PASSAGE:
****

You need to count the total number of words, the number of unique words, the count of each individual word, and the number of lines. Also, remember and print the longest and shortest words in the file. If there is a tie for longest or shortest word, you may resolve the tie in any consistent manner (e.g., use either the first one or the last one found, but use the same method for both longest and shortest). You may assume the lines comprise words (contiguous lower-case letters [a-z]) separated by spaces, terminated with a period. You may ignore the possibility of other punctuation marks, including possessives or contractions, like in "Jim's house". Lines before the last one in the file will have a newline ('\n') after the period. In your data files, omit the '\n' on the last line. You may assume that the lines will be no longer than 100 characters, the individual words will be no longer than 15 letters and there will be no more than 100 unique words in the file.

****

DATA EXTRACT:

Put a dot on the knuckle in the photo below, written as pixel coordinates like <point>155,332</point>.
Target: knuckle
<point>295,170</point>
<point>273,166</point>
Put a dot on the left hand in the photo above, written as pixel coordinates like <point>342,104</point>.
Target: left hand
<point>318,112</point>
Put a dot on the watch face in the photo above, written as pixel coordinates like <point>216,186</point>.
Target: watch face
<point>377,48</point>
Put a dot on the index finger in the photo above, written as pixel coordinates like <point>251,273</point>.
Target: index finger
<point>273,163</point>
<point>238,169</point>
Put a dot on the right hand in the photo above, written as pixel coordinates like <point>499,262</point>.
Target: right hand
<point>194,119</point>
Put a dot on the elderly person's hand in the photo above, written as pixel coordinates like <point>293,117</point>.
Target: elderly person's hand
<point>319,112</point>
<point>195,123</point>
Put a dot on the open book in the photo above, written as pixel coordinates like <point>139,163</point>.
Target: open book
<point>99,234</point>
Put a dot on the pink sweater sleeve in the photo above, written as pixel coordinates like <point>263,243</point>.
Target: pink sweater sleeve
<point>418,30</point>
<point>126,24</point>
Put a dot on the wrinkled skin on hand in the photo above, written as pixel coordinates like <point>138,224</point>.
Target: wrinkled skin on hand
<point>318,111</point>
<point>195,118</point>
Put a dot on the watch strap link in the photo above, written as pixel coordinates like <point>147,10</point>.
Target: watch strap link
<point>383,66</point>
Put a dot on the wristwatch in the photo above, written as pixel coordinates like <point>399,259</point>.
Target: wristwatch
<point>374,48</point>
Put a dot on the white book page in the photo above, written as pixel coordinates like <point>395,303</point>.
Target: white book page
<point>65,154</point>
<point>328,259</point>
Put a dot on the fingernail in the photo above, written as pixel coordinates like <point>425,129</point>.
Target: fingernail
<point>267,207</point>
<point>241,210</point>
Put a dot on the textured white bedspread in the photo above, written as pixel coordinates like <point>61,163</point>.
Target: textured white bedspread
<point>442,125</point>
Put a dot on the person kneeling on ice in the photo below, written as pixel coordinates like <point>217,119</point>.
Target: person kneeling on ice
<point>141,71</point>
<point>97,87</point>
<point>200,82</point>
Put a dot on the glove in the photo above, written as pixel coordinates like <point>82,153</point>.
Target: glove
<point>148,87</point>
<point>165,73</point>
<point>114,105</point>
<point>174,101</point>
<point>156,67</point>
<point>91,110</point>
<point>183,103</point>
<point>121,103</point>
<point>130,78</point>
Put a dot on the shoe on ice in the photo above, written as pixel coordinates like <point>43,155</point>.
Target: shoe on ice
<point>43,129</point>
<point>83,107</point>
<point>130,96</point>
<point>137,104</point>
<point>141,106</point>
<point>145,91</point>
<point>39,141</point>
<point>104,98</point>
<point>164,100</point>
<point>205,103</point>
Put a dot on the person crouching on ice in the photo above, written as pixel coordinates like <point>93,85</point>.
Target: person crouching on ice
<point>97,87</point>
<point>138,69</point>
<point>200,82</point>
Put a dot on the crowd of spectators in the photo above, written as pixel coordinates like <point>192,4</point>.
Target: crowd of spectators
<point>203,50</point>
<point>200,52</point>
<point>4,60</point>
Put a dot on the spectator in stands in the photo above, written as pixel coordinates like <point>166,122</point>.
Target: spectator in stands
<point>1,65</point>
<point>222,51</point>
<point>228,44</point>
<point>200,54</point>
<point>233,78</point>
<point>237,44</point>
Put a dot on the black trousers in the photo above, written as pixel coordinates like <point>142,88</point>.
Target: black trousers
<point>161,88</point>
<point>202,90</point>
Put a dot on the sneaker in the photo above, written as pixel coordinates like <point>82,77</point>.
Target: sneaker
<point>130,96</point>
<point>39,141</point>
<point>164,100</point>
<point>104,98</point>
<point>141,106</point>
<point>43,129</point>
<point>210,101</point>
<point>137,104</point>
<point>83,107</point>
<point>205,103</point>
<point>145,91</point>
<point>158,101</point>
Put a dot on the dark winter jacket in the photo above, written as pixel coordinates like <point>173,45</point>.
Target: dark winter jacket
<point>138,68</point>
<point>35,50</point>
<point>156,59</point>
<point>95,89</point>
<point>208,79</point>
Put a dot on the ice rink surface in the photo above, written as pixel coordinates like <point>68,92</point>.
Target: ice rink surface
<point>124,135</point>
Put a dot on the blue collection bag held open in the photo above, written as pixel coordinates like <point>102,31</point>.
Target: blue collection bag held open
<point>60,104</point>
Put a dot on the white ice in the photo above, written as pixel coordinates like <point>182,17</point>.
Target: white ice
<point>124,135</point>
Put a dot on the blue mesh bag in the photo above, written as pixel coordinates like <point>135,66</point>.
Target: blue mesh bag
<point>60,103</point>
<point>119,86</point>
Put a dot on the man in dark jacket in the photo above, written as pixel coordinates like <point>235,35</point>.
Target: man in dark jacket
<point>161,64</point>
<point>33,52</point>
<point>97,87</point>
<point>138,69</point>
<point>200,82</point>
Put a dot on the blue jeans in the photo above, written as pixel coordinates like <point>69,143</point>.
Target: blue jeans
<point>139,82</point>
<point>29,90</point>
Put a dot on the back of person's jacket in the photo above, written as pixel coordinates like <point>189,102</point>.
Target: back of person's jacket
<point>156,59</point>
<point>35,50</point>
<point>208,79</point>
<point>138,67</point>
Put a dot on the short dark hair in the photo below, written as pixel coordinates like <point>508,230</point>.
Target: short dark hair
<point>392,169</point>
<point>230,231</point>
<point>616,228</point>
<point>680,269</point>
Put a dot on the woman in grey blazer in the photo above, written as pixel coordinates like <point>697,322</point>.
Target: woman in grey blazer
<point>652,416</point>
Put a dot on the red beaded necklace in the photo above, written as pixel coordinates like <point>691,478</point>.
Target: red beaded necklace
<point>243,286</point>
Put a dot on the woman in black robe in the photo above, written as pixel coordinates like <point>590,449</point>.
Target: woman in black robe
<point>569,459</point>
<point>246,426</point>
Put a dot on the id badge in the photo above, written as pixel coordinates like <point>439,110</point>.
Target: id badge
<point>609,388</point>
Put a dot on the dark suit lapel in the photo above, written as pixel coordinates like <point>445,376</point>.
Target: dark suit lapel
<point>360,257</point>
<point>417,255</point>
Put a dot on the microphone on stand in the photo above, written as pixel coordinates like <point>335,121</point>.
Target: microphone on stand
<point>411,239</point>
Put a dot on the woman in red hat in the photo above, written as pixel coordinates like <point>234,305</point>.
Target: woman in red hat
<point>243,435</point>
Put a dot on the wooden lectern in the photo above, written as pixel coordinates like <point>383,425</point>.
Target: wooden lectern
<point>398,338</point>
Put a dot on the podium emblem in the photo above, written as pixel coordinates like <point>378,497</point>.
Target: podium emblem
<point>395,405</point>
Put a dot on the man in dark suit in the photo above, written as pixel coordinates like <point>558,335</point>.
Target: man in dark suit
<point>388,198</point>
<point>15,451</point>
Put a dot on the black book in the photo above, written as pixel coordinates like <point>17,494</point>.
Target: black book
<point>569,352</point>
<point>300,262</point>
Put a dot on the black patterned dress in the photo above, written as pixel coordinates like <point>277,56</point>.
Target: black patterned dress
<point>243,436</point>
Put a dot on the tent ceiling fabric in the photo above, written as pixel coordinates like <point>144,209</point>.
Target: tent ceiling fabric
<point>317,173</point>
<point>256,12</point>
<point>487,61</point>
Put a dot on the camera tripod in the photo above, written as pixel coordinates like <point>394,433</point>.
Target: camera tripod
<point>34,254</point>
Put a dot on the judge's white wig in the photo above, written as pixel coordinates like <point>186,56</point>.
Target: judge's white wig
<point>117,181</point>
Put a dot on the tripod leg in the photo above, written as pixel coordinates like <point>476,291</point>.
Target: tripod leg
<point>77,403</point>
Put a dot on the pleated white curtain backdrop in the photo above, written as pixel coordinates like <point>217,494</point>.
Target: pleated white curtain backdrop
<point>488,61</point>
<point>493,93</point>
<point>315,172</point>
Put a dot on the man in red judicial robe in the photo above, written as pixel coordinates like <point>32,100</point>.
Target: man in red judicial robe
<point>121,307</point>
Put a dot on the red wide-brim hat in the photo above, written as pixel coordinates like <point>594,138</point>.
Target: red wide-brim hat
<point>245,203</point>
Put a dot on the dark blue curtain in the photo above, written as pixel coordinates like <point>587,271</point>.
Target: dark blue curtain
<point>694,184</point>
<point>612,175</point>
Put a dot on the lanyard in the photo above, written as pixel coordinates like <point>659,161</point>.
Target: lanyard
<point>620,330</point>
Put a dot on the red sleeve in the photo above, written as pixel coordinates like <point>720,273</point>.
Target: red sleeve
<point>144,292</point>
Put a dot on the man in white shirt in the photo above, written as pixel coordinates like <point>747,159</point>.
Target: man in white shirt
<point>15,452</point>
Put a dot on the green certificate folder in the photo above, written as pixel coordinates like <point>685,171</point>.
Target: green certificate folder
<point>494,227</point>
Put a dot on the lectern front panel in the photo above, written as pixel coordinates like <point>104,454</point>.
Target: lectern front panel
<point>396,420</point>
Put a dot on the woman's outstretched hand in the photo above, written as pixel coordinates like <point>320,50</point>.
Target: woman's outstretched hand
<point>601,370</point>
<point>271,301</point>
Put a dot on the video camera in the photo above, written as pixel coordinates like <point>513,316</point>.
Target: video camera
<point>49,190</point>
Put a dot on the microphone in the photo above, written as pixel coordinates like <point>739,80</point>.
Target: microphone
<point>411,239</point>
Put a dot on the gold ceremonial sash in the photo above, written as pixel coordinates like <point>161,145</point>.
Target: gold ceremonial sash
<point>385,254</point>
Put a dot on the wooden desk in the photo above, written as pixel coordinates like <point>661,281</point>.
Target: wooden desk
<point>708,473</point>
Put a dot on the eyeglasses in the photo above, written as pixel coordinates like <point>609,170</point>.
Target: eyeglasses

****

DIRECTIVE A:
List the quantities that the assignment text says the program must count.
DIRECTIVE B:
Update the entries from their start through the line containing "<point>194,119</point>", changing every "Target" to "Object" and leaving everything else unchanged. Give only those lines.

CORRECT OUTPUT A:
- the total number of words
- the number of unique words
- the count of each individual word
- the number of lines

CORRECT OUTPUT B:
Put a dot on the knuckle in the photo below, written as pixel coordinates like <point>155,332</point>.
Object: knuckle
<point>295,170</point>
<point>273,166</point>
Put a dot on the left hand in the photo above, written as pixel coordinates like <point>342,104</point>.
Object: left hand
<point>318,112</point>
Put a dot on the watch face in the photo above, written as pixel coordinates like <point>216,186</point>.
Object: watch face
<point>377,48</point>
Put a dot on the index finger in the photo above, written as pixel coordinates like <point>251,273</point>.
Object: index finger
<point>273,163</point>
<point>238,169</point>
Put a dot on the right hand in the photo above, written as pixel coordinates like <point>499,262</point>.
Object: right hand
<point>194,119</point>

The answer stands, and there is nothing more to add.